**Source extract**
Future of the ‘go-to’ market

Whilst it appears that the UK is well on its roadmap out of lockdown, it is important for us to recognise that the workplace is going to change, and businesses must ensure they are prepared for the ‘new normal’.

Going forward, we are going to see a much greater level of flexibility from employers, and this will likely have an impact on what services businesses choose to offer within the workplace, especially regarding catering and refreshment options.

As consumers grow more comfortable with cashless catering and other types of retail technology, this also opens the door for more unattended retail markets, such as micro-market vending – a custom designed vending market or mart with a self-checkout kiosk. The 2020 AVA census showed there are now 200 new micro-markets in operation since last year, with around 320 now installed across the UK.

At the recent AVA AGM, Tom Williams from Coinadrink, shared an insight into the areas of business development which have been the focus over the last year. He said: “In our business, we have seen a huge growth in ‘express refreshments’, which includes the installation of micro-markets, new smart fridges and an increase in fresh food services.”

According to Tom, the average product selling price for micro-markets is 20-30% more, compared to traditional vending. This has meant that for Coinadrink, they have seen a 350% increase in sales compared to the previous vending offering. This increased revenue clearly demonstrates the demand for unattended retail and micro-market services, and in fact customers are inclined to spend more, which is something that the vending industry must consider going forward.

As well as a growth in micro-markets, the vending industry has diversified further during this time. Coinadrink for example, relaunched its own label coffee offering called ‘Café Casa’ in 2020. It became more important to have a product that is available for every market – whether that is coffee bags, pods or capsules, or ground coffee suitable for machines. Before the pandemic, the business’ own label offer equated for just 3% of sales, however following the rebrand last year, it is now already delivering 15% of online and wholesale value – predicted to grow further as more products are added to the range.

The last year has shown that there must be an enhanced focus on dedication to user experience and making sure that you can provide products that suit them. With more people working from home, and likely to continue doing so more flexibly, there has been a growth in the ‘home barista experience’ and so being able to operate an ecommerce shop online and deliver directly to customers has also been highly beneficial for the business.

The developed service offering

During the last year, it has been so important that businesses could find new opportunities and ensure they are able to take advantage of the circumstances, rather than admitting defeat.

Gary Lewis from Cafépoint, shared his experiences of the pandemic at the AVA AGM. He said: “The pandemic has forced businesses to do things differently. We have to adapt and change in order to keep ahead and despite this taking us out of our comfort zone, we have found that it has really paid off and are feeling very positive about the future.

“As a business, we decided it was an opportunity to invest, to help upskill and train our current teams and to recruit skilled individuals that may have lost their jobs in other sectors. While offices may have been closed and vending products were not in as high demand, we were able evaluate the skills we had in our teams and provide additional services. For one client, we even helped to fit new handbasins and sanitisation stations, to help them be more covid-safe and secure.”

This level of technology and innovation in vending not only shows that the industry is future proofing, but that the industry is ready for the future where contactless interaction and customer safety is at the heart of the retail customer experience.

**Saved entries**

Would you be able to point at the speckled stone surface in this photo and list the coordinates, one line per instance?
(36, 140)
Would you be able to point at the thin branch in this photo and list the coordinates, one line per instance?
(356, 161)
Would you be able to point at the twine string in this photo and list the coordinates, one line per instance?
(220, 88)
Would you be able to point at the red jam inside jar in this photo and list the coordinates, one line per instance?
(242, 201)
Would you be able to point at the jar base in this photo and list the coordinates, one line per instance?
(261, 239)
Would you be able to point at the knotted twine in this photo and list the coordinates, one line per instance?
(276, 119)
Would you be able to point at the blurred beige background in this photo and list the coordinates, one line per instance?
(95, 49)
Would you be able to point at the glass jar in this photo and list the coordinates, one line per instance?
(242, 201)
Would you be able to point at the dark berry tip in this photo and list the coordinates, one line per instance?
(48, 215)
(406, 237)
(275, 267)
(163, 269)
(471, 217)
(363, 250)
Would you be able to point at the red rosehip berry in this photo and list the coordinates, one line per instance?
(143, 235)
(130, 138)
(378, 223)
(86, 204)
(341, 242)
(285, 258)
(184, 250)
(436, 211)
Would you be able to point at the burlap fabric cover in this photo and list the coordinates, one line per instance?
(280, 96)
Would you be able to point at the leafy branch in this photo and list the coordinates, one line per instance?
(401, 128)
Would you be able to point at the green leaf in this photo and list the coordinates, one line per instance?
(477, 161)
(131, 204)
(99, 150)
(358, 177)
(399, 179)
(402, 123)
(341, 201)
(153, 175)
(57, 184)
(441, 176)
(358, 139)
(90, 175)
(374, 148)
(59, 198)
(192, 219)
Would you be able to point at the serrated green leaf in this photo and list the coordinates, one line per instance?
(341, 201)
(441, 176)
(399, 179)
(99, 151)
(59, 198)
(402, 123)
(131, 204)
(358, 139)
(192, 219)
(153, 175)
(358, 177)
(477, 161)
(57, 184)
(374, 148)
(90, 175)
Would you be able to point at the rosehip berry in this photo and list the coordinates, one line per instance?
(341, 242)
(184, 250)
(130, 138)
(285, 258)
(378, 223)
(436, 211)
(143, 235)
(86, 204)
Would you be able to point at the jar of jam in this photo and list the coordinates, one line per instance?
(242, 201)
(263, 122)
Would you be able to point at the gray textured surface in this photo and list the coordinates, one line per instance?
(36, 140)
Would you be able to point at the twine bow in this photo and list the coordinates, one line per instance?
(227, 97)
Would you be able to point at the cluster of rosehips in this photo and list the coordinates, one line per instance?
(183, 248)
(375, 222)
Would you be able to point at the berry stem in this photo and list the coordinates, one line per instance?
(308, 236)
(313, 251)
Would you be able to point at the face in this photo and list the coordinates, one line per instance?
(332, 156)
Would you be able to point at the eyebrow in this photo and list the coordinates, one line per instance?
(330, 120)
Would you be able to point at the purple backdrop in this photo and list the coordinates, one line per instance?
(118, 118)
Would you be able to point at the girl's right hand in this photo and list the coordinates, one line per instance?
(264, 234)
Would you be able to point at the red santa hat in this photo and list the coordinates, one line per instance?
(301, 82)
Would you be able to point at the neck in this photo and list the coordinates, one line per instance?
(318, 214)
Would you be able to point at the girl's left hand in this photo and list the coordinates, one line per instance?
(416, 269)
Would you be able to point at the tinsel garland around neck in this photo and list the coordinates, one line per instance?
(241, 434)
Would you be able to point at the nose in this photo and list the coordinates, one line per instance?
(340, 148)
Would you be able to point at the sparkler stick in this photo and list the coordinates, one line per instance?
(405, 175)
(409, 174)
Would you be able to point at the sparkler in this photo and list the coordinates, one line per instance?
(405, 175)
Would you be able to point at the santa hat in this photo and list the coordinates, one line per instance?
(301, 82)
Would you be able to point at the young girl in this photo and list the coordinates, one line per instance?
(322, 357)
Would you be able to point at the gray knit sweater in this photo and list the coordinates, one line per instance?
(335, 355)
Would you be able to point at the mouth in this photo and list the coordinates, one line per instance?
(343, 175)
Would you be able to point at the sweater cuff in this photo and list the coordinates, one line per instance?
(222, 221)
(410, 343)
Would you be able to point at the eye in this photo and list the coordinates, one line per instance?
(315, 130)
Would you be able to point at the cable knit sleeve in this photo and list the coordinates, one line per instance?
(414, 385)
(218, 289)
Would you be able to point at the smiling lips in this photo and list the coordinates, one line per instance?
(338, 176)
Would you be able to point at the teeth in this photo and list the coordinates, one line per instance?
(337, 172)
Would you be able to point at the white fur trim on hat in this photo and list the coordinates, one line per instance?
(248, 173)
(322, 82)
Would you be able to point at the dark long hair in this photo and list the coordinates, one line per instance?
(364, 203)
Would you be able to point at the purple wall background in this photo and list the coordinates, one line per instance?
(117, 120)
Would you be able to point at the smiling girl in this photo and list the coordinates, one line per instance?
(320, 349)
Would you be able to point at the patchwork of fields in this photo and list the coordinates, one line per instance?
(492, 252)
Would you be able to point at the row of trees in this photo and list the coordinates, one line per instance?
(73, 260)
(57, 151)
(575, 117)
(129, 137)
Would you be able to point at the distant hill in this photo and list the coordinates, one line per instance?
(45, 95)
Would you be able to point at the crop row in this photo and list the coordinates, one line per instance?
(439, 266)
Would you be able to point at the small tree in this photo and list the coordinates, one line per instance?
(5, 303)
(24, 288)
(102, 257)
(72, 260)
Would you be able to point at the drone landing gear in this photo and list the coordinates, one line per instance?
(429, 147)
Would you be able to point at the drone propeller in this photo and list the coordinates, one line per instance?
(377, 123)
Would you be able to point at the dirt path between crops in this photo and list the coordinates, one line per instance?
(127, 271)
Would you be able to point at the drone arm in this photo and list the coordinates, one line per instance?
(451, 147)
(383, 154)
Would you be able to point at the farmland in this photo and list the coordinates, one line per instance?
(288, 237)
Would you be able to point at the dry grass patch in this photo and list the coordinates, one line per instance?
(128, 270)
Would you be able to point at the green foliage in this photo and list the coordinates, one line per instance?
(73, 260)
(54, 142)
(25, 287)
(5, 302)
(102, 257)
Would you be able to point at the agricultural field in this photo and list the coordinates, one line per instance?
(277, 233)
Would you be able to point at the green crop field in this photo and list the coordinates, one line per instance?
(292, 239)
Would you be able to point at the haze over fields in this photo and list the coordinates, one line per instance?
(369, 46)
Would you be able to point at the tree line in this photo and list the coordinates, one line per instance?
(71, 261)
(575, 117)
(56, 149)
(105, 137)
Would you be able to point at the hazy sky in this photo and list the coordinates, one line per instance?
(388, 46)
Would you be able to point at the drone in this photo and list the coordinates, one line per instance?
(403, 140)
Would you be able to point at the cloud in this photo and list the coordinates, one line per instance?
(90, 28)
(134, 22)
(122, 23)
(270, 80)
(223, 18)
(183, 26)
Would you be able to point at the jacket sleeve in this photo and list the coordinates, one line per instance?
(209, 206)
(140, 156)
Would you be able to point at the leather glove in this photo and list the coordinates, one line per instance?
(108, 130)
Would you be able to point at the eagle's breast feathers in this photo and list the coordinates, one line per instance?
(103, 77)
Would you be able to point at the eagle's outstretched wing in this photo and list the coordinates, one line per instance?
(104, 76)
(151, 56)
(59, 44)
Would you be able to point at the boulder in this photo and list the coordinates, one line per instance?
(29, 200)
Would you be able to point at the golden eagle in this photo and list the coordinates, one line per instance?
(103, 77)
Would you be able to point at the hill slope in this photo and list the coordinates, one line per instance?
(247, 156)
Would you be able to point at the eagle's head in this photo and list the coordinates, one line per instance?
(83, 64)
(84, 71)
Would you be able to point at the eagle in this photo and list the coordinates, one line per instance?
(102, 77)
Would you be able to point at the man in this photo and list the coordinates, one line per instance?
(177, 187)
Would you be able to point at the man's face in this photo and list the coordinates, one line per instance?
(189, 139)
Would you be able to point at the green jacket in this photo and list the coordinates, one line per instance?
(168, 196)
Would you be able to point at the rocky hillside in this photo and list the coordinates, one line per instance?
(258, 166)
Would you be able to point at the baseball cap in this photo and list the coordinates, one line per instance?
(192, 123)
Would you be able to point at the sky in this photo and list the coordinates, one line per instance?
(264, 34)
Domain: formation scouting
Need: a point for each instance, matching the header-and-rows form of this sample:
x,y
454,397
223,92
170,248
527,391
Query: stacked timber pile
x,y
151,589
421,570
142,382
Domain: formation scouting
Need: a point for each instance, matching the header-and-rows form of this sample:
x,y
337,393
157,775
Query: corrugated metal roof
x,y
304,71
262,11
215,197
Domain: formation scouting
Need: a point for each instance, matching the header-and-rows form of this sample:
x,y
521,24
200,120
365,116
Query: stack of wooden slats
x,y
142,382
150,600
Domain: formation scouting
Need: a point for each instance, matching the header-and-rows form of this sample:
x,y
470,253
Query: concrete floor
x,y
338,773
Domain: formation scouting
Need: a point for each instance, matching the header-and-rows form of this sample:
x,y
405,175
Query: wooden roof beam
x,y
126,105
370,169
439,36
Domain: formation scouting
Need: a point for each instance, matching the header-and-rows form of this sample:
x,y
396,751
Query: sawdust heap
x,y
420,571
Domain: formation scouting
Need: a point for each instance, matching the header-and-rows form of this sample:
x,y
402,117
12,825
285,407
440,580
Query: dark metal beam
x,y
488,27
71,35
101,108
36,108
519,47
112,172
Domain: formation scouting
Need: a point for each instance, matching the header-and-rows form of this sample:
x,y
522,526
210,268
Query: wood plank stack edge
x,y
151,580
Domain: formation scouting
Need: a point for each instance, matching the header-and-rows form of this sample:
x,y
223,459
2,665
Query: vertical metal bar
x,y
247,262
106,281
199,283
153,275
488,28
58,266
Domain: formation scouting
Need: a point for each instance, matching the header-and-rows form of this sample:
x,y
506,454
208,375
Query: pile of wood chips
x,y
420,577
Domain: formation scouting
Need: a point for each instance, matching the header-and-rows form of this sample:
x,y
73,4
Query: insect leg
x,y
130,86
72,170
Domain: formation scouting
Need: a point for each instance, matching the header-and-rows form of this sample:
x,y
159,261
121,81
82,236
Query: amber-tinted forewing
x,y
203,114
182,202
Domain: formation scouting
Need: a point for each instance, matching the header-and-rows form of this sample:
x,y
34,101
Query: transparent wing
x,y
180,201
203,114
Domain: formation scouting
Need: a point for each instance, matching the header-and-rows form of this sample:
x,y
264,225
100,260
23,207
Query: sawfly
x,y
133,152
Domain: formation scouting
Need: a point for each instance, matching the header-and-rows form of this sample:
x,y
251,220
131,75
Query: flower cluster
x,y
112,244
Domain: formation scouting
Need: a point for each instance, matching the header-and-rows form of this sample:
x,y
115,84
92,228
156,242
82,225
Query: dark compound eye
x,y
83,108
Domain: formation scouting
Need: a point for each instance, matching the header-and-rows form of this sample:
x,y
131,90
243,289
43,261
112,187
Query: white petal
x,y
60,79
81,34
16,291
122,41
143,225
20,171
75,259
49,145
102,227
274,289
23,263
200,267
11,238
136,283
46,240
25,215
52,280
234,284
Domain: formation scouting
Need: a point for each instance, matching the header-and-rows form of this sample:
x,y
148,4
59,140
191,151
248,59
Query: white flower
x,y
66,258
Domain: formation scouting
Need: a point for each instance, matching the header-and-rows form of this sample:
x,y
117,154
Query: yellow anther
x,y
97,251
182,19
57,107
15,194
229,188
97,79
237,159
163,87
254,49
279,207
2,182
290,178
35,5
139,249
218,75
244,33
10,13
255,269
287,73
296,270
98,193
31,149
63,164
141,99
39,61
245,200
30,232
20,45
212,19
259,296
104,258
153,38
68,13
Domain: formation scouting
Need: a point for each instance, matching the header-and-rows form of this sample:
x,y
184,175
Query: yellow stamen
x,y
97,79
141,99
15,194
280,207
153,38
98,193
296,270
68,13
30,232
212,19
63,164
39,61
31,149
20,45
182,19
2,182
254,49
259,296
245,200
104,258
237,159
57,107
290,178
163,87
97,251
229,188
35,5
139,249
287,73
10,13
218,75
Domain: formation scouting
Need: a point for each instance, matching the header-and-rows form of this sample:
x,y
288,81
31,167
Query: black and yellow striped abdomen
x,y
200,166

**Exercise brief**
Please quote the article on the vending industry word for word, everything from "During the last" down to "about the future.".

**Reply to the exercise**
During the last year, it has been so important that businesses could find new opportunities and ensure they are able to take advantage of the circumstances, rather than admitting defeat.

Gary Lewis from Cafépoint, shared his experiences of the pandemic at the AVA AGM. He said: “The pandemic has forced businesses to do things differently. We have to adapt and change in order to keep ahead and despite this taking us out of our comfort zone, we have found that it has really paid off and are feeling very positive about the future.